▶ Yönergeler:
1) İstanbul seçimleri yazısında "Yavuz’un basın toplantısında" ifadesinden başlayıp aşağıya doğru "şüphe duymaya başlamış." ifadesine kadar uzanan bölümün tamamını birebir kopyalayın.
2) İstanbul seçimleri yazısına göre Anadolu yakasında kaç ilçede kaç soruşturma başlatılmıştır?
3) İstanbul seçimleri yazısını kaldığı yerden devam ettirerek sonraki bölümünü yazınız.

▶ Verilen Metin:
++++
YSK’nın İstanbul seçimlerinin iptali istemiyle AK Parti’nin yaptığı başvuruyu sonuçlandırmasına kısa bir süre kala ilginç gelişmeler yaşanıyor.
“Hiçbir şey olmasa da bir şeyler oldu ama biz fark edemedik” sözleriyle 2019 yerel seçimlerinin unutulmaz ismi haline gelen AK Parti’nin Seçim İşlerinden sorumlu Genel Başkan Yardımcısı Ali İhsan Yavuz dün basın toplantısı yaparken, aynı dakikalarda TV’lerin altyazılarından “İstanbul’da sandık kurullarına 32 ayrı soruşturma” haberi geçmeye başladı.
Siz ne derseniz deyin, bu “eşzamanlılık” hiç tesadüf gibi durmuyordu. Zaten konuyla ilgili bir soruyu yanıtlayan Yavuz, hem şaşırmadıklarını, hem kendilerinin de suç duyuruları için çalıştıklarını söylüyordu.
Yavuz’un basın toplantısında yaptığı açıklamaların hiçbiri bende “Bu detay sonucu etkiler, iptal getirebilir” duygusu yaratmadı.

ŞİKAYETÇİ İLÇE SEÇİM KURULLARI

Ancak, İstanbul’da Anadolu yakasında 3 ilçede başlatılan 32 soruşturma ve 100’den fazla ifade alma işlemi, durumun değişebileceğini düşündürdü. Zira suç duyurularının bir bölümünü AK Parti ile MHP, geri kalanını da sandık sayımlarında suç şüphesi olacak durumlar bulunduğu gerekçesiyle İlçe Seçim Kurulu Başkanlıkları yapmıştı. Bu şu anlama geliyordu:
Suç duyurusu yapan ilçe seçim kurulu başkanlıkları, bizzat belirledikleri bazı sadık kurulu yöneticilerinin sandık kurulu yöneticisi olma vasıflarını taşımadığı ve sandık sayımlarında “görevi kötüye kullanma” ve “seçim kanununa muhalefet” suçlarını işlediğine dair şüphe duymaya başlamış.
++++
▶ Veri Kümesi İçeriği:
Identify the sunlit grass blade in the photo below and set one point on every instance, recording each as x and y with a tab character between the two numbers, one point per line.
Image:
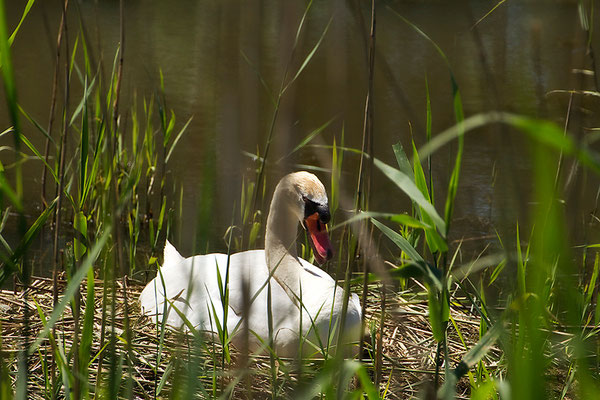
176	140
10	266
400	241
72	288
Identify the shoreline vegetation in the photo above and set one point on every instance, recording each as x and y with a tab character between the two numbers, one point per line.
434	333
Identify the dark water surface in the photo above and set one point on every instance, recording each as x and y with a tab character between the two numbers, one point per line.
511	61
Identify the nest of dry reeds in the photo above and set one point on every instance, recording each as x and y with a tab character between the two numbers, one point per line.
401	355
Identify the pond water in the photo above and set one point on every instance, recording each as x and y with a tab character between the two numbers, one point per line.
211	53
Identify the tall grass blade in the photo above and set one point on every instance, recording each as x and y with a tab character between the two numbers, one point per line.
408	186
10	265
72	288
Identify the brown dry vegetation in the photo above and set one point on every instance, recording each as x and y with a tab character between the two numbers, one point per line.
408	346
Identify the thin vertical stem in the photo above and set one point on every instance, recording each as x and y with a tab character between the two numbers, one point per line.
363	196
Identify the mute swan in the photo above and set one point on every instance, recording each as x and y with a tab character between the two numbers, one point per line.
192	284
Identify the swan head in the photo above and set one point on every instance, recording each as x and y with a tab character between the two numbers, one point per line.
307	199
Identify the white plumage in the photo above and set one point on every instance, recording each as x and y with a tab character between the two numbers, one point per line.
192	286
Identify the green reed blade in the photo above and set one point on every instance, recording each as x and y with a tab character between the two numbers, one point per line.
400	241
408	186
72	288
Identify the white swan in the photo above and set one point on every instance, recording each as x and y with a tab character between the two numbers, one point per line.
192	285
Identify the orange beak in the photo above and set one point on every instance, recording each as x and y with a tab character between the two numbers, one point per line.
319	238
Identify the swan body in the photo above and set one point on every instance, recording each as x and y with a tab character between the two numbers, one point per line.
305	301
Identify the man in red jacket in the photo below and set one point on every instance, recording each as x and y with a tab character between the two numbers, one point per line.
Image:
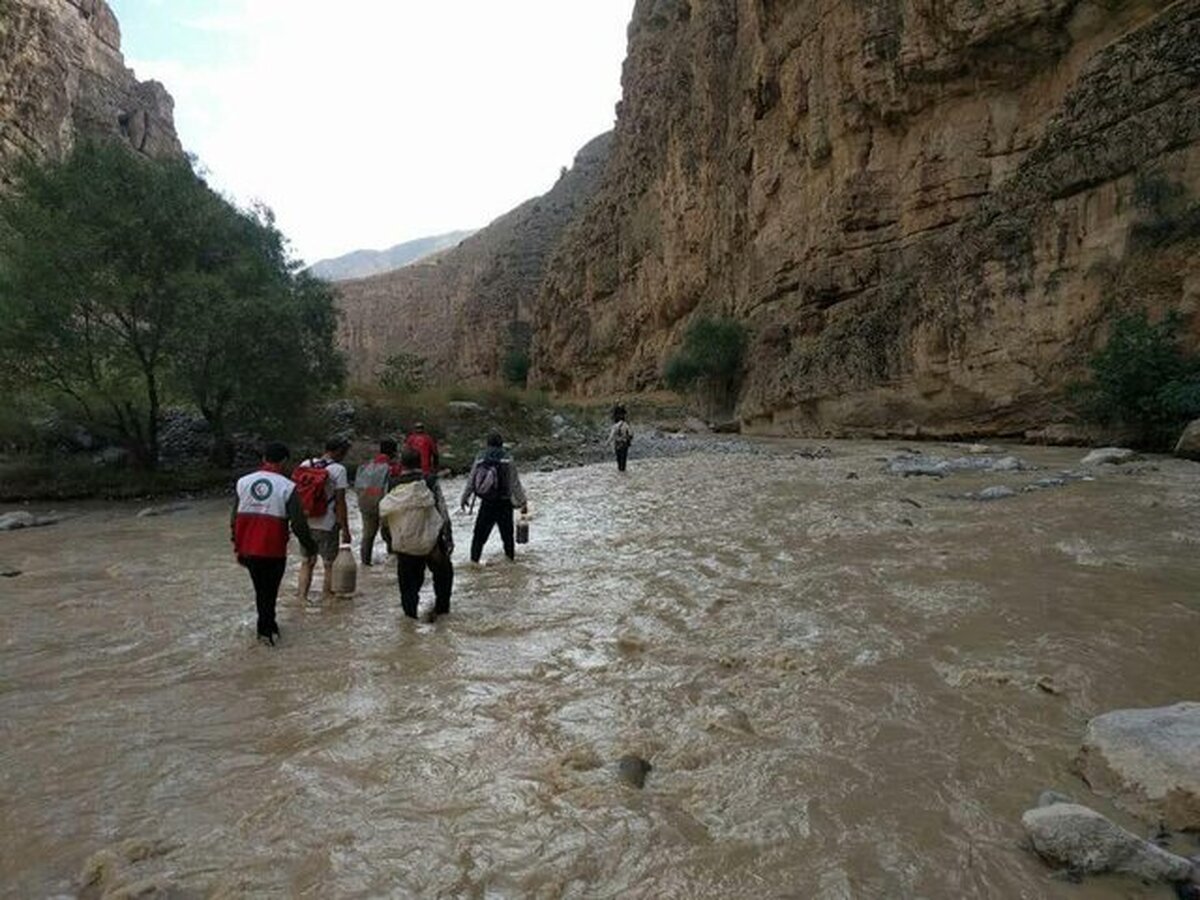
++++
▶ Nihai Sonuçlar:
1)
Yavuz’un basın toplantısında yaptığı açıklamaların hiçbiri bende “Bu detay sonucu etkiler, iptal getirebilir” duygusu yaratmadı.

ŞİKAYETÇİ İLÇE SEÇİM KURULLARI

Ancak, İstanbul’da Anadolu yakasında 3 ilçede başlatılan 32 soruşturma ve 100’den fazla ifade alma işlemi, durumun değişebileceğini düşündürdü. Zira suç duyurularının bir bölümünü AK Parti ile MHP, geri kalanını da sandık sayımlarında suç şüphesi olacak durumlar bulunduğu gerekçesiyle İlçe Seçim Kurulu Başkanlıkları yapmıştı. Bu şu anlama geliyordu:
Suç duyurusu yapan ilçe seçim kurulu başkanlıkları, bizzat belirledikleri bazı sadık kurulu yöneticilerinin sandık kurulu yöneticisi olma vasıflarını taşımadığı ve sandık sayımlarında “görevi kötüye kullanma” ve “seçim kanununa muhalefet” suçlarını işlediğine dair şüphe duymaya başlamış.

2) 3 ilçede 32 soruşturma başlatılmıştır.

3)
İnsanın aklına ister istemez o başkanlıkların bu kritik suç duyurusunu, 31 Mart 2019 günü başlayan ve herkesin gözü önünde 17 gün süren, sayım ve birleştirme işlemleri sırasında neden yapmadığı sorusu geliyor.
Hadi diyelim ki sandık başında, ilçe seçim kurullarındaki tekrar sayımlarda AK Parti ve MHP’li sandık kurulu üyeleri, müşahitleri atladı. Peki sandık kurullarını oluştururken, o kurullar 17 gün boyunca oyları sayıp birleştirirken görevi kötüye kullanma ve seçim kanununa muhalefet suçlarını fark edemediler mi?

TAYİN ENDİŞESİ

Bu soruya yanıt ararken, bir yargı mensubu ilginç bir detay paylaştı.
Seçim kurullarında hakimlerin bulunduğuna, başkanlığı da en kıdemli olanın yaptığına dikkat çeken kaynağım, İstanbul’da seçim kurullarında görev yapan hakimlerin tayin edilme endişesi yaşamaya başladığını söyledi.
Yargı camiasındaki atamaları takip eden bir Ankara gazetecisi olarak onlara özel bir kararname çıkmayacağını düşünüyorum.
Ancak, biraz soruşturunca, kaygının Haziran ayında gündeme gelecek yaz kararnamesi ile ilgili olduğunu öğrendim.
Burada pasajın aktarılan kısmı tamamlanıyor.